## [Excerpted text]

%%

Neighborhood Guessing Game Over: Big Guessing Game Hunt

Who won that Rice Design Alliance membership?

First, your guesses in this week’s game: Four of you guessed Sugar Land; 3 Hunters Creek, Tanglewood, and River Oaks. There were 2 each for Memorial, Bayou Woods or Sherwood Forest, Piney Point Village, Katy, Magnolia, Sweetwater, Bellaire, and The Woodlands. Plus individual votes for “Memorial/Beltway 8,” “somewhere off Memorial Dr. near Voss,” “south of Memorial Dr. between Post Oak and Voss,” Memorial and Dairy Ashford, Crestwood, Glen Cove, Kingwood, Sugar Lakes, Venetian Estates, “the Peninsulas in Oyster Creek,” Pecan Grove in Richmond, Tomball, Indian Trail, Rivercrest, Augusta Pines, Homewoods, Tall Timbers, Mt. Belvieu, Cinco Ranch, “along the Bay Oaks golf course,” Camp Logan, Royal Oaks, Crosby, “off 249,” Pinehurst, “Champions area,” FM 1960, Northgate Forest, west Friendswood, Brazoria County, Lake Jackson, West Columbia, “the 290/Highway 6/1960 area,” Pearland, “along Buffalo Bayou near the Houston Country Club,” and “Holly Creek, west of Tomball.”

%%

## [Data lines]

%%

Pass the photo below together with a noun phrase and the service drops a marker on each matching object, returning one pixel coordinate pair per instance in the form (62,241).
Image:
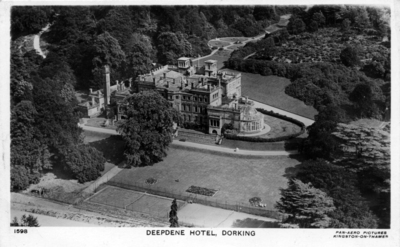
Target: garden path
(36,41)
(204,147)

%%

## [Direction 1]
Write out the neighborhood guessing game text word for word.
## [Direction 2]
In the listing, swap "garden path" for "stone wall" and repeat the listing with everything else unchanged. Leave the pictures out.

## [Final result 1]
Neighborhood Guessing Game Over: Big Guessing Game Hunt

Who won that Rice Design Alliance membership?

First, your guesses in this week’s game: Four of you guessed Sugar Land; 3 Hunters Creek, Tanglewood, and River Oaks. There were 2 each for Memorial, Bayou Woods or Sherwood Forest, Piney Point Village, Katy, Magnolia, Sweetwater, Bellaire, and The Woodlands. Plus individual votes for “Memorial/Beltway 8,” “somewhere off Memorial Dr. near Voss,” “south of Memorial Dr. between Post Oak and Voss,” Memorial and Dairy Ashford, Crestwood, Glen Cove, Kingwood, Sugar Lakes, Venetian Estates, “the Peninsulas in Oyster Creek,” Pecan Grove in Richmond, Tomball, Indian Trail, Rivercrest, Augusta Pines, Homewoods, Tall Timbers, Mt. Belvieu, Cinco Ranch, “along the Bay Oaks golf course,” Camp Logan, Royal Oaks, Crosby, “off 249,” Pinehurst, “Champions area,” FM 1960, Northgate Forest, west Friendswood, Brazoria County, Lake Jackson, West Columbia, “the 290/Highway 6/1960 area,” Pearland, “along Buffalo Bayou near the Houston Country Club,” and “Holly Creek, west of Tomball.”

## [Final result 2]
Pass the photo below together with a noun phrase and the service drops a marker on each matching object, returning one pixel coordinate pair per instance in the form (62,241).
Image:
Target: stone wall
(36,41)
(204,147)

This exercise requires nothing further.